Here are some records. Copy each one exactly.

╭──

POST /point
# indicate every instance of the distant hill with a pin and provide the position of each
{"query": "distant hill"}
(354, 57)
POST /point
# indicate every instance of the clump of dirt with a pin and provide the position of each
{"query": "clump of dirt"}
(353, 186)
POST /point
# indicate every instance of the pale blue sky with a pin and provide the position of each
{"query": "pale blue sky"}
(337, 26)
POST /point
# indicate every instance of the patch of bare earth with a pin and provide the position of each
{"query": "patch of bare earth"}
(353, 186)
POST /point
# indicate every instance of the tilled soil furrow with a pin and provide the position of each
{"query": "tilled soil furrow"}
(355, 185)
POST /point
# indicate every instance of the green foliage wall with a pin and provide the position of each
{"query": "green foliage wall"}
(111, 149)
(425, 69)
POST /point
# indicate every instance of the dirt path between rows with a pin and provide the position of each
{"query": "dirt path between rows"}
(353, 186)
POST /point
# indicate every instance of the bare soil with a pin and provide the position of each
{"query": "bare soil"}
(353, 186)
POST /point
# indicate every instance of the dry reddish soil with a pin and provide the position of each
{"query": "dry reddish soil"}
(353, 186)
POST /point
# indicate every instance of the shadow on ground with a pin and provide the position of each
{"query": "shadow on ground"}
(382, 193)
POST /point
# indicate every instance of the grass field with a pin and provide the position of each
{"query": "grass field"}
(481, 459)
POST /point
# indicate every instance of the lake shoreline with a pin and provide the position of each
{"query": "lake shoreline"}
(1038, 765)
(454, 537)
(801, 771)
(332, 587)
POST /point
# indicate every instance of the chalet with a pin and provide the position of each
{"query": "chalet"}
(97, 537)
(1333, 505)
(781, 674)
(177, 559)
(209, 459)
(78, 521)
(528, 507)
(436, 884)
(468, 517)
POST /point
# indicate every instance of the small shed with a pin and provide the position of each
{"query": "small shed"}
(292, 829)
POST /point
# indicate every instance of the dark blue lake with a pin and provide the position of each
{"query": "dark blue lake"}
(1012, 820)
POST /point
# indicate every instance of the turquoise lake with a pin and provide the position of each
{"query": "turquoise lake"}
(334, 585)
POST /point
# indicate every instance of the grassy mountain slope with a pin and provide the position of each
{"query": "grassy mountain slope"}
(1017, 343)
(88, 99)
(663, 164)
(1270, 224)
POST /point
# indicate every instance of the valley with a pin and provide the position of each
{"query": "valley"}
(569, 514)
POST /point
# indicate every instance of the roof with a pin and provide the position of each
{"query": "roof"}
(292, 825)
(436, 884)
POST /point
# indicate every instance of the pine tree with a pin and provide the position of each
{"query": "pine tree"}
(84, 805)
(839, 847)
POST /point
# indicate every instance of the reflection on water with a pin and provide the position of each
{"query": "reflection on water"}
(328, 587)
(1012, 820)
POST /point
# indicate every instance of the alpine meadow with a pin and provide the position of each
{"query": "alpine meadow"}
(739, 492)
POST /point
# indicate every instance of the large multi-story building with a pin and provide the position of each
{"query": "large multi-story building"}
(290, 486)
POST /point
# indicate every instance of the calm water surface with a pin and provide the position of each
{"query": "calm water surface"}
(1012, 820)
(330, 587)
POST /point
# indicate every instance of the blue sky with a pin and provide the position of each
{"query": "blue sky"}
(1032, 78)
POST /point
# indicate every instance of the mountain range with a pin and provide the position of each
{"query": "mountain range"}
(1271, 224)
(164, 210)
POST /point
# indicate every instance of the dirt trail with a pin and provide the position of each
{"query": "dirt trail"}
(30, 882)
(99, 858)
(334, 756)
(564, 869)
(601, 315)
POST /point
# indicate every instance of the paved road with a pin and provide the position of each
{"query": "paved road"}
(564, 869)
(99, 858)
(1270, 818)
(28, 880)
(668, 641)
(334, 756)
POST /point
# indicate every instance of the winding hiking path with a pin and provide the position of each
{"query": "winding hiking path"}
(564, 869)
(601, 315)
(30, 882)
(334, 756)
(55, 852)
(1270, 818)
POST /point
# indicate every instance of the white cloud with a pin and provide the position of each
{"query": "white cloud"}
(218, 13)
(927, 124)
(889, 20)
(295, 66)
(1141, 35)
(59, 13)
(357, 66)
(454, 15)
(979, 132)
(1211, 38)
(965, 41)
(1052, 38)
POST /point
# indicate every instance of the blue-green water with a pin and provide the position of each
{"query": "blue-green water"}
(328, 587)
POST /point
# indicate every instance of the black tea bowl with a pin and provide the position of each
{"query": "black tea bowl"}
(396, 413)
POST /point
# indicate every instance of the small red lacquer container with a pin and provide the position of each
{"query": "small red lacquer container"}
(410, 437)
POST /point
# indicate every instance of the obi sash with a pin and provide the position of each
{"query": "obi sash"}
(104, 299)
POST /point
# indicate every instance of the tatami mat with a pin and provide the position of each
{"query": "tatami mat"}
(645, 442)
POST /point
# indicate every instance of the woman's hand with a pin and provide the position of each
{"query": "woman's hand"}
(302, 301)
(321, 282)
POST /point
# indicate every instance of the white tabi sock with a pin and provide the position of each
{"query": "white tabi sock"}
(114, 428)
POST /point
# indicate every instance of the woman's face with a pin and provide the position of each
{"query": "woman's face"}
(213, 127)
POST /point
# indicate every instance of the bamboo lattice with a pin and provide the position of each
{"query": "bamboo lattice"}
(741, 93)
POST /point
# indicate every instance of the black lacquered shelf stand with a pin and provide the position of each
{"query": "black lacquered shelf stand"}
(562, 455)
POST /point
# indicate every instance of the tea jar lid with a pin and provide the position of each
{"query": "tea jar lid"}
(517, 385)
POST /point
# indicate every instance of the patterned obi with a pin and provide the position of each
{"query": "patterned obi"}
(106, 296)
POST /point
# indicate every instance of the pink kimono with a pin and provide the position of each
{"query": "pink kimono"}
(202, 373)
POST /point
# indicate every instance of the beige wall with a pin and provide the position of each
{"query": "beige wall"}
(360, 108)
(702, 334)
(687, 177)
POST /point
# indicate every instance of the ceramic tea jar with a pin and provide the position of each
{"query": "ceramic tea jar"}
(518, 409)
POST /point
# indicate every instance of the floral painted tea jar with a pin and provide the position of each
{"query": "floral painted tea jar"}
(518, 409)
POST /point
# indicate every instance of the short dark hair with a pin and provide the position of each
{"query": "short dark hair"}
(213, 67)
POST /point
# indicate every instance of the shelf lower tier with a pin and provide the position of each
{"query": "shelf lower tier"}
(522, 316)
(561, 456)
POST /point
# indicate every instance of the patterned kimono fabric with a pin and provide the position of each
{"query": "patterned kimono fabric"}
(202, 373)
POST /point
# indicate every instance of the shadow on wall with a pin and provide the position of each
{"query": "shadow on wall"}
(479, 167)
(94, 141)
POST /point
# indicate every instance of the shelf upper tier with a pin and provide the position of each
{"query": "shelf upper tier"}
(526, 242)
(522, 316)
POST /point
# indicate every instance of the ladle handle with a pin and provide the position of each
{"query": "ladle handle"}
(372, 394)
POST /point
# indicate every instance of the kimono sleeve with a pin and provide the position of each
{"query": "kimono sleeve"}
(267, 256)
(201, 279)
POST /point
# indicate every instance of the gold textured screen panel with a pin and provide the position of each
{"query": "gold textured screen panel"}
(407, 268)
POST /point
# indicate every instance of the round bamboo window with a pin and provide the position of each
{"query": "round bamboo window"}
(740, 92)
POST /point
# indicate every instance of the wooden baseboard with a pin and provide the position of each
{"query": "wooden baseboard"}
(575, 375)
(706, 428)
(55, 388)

╰──

◆ **Completed task**:
POST /point
# indicate every instance of the distant hill with a pin and provide the position of each
{"query": "distant hill"}
(354, 57)
POST /point
# indicate every instance of the clump of dirt with a pin and provide the position of each
{"query": "clump of dirt"}
(353, 186)
POST /point
# indicate every instance of the pale blue sky with a pin and provide the position of each
{"query": "pale blue sky"}
(337, 26)
POST /point
# indicate every instance of the patch of bare earth with a pin and provide the position of each
{"query": "patch of bare earth"}
(353, 186)
POST /point
# indicate every instance of the tilled soil furrow with a pin and provide the position of each
{"query": "tilled soil furrow"}
(355, 185)
POST /point
# indicate every instance of the green foliage wall with a pin and provide the position of each
{"query": "green foliage wall"}
(111, 149)
(425, 69)
POST /point
# indicate every instance of the dirt path between rows with a pin and provide the position of each
{"query": "dirt path between rows"}
(353, 186)
POST /point
# indicate every instance of the bare soil with a pin and provide the position of each
{"query": "bare soil"}
(353, 186)
POST /point
# indicate every instance of the dry reddish soil with a pin and provide the position of each
{"query": "dry reddish soil"}
(353, 186)
POST /point
# indicate every instance of the shadow on ground with a pin and provide the position of each
{"query": "shadow on ground"}
(382, 193)
POST /point
# indicate every instance of the grass field with a pin and provide the position of each
{"query": "grass field"}
(481, 459)
POST /point
# indicate every instance of the lake shoreline with a pin and provide the position of each
{"query": "lake shoreline"}
(1038, 765)
(454, 537)
(801, 771)
(332, 587)
POST /point
# indicate every instance of the chalet with a pin and provide the position of each
{"query": "chalet"}
(97, 537)
(1333, 505)
(781, 674)
(177, 559)
(209, 459)
(78, 521)
(528, 507)
(436, 884)
(468, 517)
POST /point
# indicate every instance of the small shed with a pin and provide the position of each
{"query": "small shed"}
(292, 829)
POST /point
# indicate every instance of the dark blue lake with a pin and provide the position of each
{"query": "dark blue lake"}
(1012, 820)
POST /point
# indicate every instance of the turquoise lake with a pin and provide the position of each
{"query": "turquoise lake"}
(334, 585)
POST /point
# indicate every instance of the grassy mountain slope with a pin and provide the position of each
{"query": "grassy mountain slope"}
(1017, 343)
(88, 99)
(663, 164)
(1270, 224)
POST /point
# indicate every instance of the valley with a pin and provide the position of each
{"query": "valley"}
(569, 514)
POST /point
# indicate every instance of the roof with a pin and provide the position of each
{"query": "roof"}
(292, 825)
(436, 884)
POST /point
# indicate every instance of the pine tree with a pin and provide the position of each
{"query": "pine tree"}
(84, 805)
(839, 847)
POST /point
# indicate every instance of the reflection on water with a pin and provide the position of each
{"query": "reflection on water"}
(328, 587)
(1012, 820)
POST /point
# indicate every instance of the alpine meadow with a pin and provide the position of each
{"query": "alpine meadow"}
(739, 492)
POST /point
# indicate every instance of the large multi-story building with a pin and provide the position of each
{"query": "large multi-story building"}
(290, 486)
POST /point
# indicate every instance of the calm water surface with a pin and provide the position of each
{"query": "calm water surface"}
(1012, 820)
(330, 587)
POST /point
# indicate every instance of the blue sky with a pin and provide the position of each
{"query": "blue sky"}
(1032, 78)
POST /point
# indicate every instance of the mountain range with a pin and provide the position of each
{"query": "mountain range"}
(1271, 224)
(164, 210)
POST /point
# indicate every instance of the dirt trail with a pin and provide the position of each
{"query": "dirt trail"}
(30, 882)
(99, 858)
(334, 756)
(564, 869)
(601, 315)
POST /point
# indicate every instance of the paved road with a pin and provide the position of each
{"query": "paved road"}
(564, 869)
(99, 858)
(1270, 818)
(28, 880)
(668, 641)
(334, 756)
POST /point
# indicate every instance of the winding hiking path with a pin and provide the position of each
{"query": "winding hiking path"}
(564, 869)
(601, 315)
(30, 882)
(334, 756)
(55, 852)
(1270, 818)
POST /point
# indicate every instance of the white cloud with a pin and provide the position of each
{"query": "white cloud"}
(218, 13)
(927, 124)
(889, 20)
(295, 66)
(1141, 35)
(59, 13)
(357, 66)
(454, 15)
(979, 132)
(1211, 38)
(965, 41)
(1052, 38)
POST /point
# indicate every instance of the blue-green water with a pin and provide the position of each
{"query": "blue-green water"}
(328, 587)
POST /point
# indicate every instance of the black tea bowl with a pin and provide the position of each
{"query": "black tea bowl"}
(396, 413)
POST /point
# indicate every instance of the small red lacquer container with a pin and provide the position of each
{"query": "small red lacquer container"}
(410, 437)
POST /point
# indicate every instance of the obi sash with a pin and provide the position of each
{"query": "obi sash"}
(104, 299)
POST /point
# indicate every instance of the tatami mat with a pin and provide the position of each
{"query": "tatami mat"}
(645, 442)
POST /point
# indicate every instance of the woman's hand with a pin and provide the position of each
{"query": "woman's hand"}
(302, 301)
(321, 282)
POST /point
# indicate every instance of the white tabi sock with a pin and provide the position of each
{"query": "white tabi sock"}
(114, 428)
POST /point
# indicate every instance of the woman's face with a pin and provide the position of each
{"query": "woman's face"}
(213, 127)
POST /point
# indicate every instance of the bamboo lattice with a pin and provide the position of each
{"query": "bamboo lattice"}
(741, 93)
POST /point
# indicate every instance of the black lacquered shelf stand with a pin and provide the position of each
{"query": "black lacquered shelf stand"}
(562, 455)
POST /point
# indicate every instance of the tea jar lid with a pin and provide the position of each
{"query": "tea jar lid"}
(517, 385)
POST /point
# indicate every instance of the patterned obi with a pin and provide the position of each
{"query": "patterned obi"}
(106, 296)
POST /point
# indicate every instance of the pink kimono with a pin and provide the position of each
{"query": "pink kimono"}
(202, 373)
POST /point
# indicate every instance of the beige wall with a pin and provide the position of each
{"query": "beige wall"}
(360, 108)
(702, 334)
(687, 177)
POST /point
# indicate every instance of the ceramic tea jar with a pin and provide the position of each
{"query": "ceramic tea jar"}
(518, 409)
POST /point
# indicate every instance of the floral painted tea jar with a pin and provide the position of each
{"query": "floral painted tea jar"}
(518, 409)
POST /point
# indicate every instance of the short dark hair with a pin and provide the position of each
{"query": "short dark hair"}
(213, 67)
POST /point
# indicate every instance of the shelf lower tier with a pin and provide the position of each
{"query": "shelf lower tier"}
(522, 316)
(561, 456)
POST /point
# indicate every instance of the patterned kimono fabric with a pin and provide the position of each
{"query": "patterned kimono fabric"}
(202, 373)
POST /point
# indicate every instance of the shadow on wall with a pin and provide the position of each
{"query": "shadow on wall"}
(479, 167)
(94, 141)
POST /point
# indicate every instance of the shelf upper tier with a pin and provide the position of each
{"query": "shelf upper tier"}
(526, 242)
(522, 316)
POST /point
# indicate every instance of the ladle handle with a pin and provide the position of each
{"query": "ladle handle"}
(372, 394)
POST /point
# indicate every instance of the kimono sleeve with a pin and provide the position of each
{"query": "kimono sleeve"}
(267, 256)
(201, 279)
POST /point
# indicate every instance of the gold textured screen panel with a pin and provide the position of each
{"query": "gold textured screen panel"}
(407, 268)
POST /point
# indicate every instance of the round bamboo window with a pin and provide the position of each
{"query": "round bamboo window"}
(740, 92)
POST /point
# indicate every instance of the wooden baseboard with a pin and provide the position of each
{"query": "wooden baseboard"}
(575, 375)
(706, 428)
(55, 388)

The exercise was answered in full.